Return exactly those lines of the material below that fall between the line holding "# put one pin on each instance of the bald" and the line holding "blue jacket, response", inclusive.

» **STORED DATA**
-------

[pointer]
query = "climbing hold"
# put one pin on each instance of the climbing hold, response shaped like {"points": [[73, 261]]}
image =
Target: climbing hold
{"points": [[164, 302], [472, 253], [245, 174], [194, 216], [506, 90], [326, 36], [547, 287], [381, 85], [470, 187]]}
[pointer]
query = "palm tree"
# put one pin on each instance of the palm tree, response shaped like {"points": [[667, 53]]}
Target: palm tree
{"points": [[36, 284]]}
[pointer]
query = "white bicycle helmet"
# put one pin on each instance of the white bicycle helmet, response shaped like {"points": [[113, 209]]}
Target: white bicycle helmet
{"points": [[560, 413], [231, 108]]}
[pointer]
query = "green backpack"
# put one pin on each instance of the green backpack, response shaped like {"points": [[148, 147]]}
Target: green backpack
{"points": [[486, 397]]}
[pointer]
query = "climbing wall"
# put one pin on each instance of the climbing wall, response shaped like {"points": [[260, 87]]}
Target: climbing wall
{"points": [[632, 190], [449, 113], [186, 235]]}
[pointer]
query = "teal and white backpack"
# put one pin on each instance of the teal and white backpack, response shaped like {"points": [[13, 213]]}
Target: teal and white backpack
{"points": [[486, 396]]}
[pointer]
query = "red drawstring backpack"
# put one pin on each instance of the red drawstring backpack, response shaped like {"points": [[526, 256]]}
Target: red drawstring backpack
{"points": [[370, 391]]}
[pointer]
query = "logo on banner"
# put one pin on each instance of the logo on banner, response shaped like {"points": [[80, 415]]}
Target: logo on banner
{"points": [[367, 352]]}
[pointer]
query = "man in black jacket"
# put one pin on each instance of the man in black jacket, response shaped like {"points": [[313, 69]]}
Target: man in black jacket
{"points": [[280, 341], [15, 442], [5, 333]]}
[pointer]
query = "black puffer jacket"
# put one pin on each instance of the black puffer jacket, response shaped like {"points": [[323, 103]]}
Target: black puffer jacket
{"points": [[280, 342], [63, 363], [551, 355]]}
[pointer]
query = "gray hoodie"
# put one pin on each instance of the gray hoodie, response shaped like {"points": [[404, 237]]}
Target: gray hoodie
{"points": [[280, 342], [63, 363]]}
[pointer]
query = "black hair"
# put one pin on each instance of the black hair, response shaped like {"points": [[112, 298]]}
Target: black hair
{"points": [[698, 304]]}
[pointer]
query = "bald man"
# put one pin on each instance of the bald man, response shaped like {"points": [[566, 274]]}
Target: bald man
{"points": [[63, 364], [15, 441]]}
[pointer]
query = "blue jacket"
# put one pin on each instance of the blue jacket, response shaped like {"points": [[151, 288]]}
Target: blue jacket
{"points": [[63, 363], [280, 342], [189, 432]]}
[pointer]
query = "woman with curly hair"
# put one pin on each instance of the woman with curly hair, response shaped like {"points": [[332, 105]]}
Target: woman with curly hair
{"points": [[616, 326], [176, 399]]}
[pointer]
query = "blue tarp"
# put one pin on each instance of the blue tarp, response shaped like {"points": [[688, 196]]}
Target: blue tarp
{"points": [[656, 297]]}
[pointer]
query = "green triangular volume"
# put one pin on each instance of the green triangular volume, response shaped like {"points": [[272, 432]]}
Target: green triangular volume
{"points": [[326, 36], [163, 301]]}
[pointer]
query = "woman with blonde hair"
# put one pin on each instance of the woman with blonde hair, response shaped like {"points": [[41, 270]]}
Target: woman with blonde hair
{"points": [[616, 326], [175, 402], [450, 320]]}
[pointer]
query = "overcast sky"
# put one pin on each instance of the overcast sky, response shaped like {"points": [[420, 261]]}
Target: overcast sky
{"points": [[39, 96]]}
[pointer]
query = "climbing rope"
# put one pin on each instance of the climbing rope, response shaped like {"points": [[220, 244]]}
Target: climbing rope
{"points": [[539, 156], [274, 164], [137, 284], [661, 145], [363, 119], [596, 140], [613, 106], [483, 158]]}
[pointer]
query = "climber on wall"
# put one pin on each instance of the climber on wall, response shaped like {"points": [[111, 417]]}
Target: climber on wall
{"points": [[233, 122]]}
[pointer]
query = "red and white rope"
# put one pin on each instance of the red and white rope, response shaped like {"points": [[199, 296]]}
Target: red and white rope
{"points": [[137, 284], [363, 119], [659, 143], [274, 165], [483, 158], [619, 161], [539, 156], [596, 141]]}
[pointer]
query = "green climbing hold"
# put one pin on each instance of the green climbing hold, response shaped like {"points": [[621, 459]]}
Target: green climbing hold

-------

» **TASK OUTPUT**
# put one pin on each instance of the bald man, response shaped like {"points": [[566, 274]]}
Target: bald man
{"points": [[63, 364], [15, 441]]}
[pointer]
query = "blue jacket"
# put one pin on each instance of the blue jacket, response shaped like {"points": [[151, 288]]}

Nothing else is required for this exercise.